#### EXERCISE MATERIALS

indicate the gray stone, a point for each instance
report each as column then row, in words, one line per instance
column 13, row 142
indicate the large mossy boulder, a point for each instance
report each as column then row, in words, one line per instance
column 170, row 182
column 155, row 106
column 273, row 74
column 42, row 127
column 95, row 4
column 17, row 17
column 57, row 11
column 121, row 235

########

• **TASK DETAILS**
Each line above must be reproduced exactly.

• **WRITTEN RESPONSE**
indicate the gray stone, a point for each instance
report each as column then row, in words, one line per instance
column 13, row 142
indicate the large mossy boulder, a point for each instance
report each as column then row, in words, one line per instance
column 170, row 182
column 155, row 106
column 273, row 74
column 42, row 127
column 95, row 4
column 17, row 17
column 57, row 11
column 121, row 235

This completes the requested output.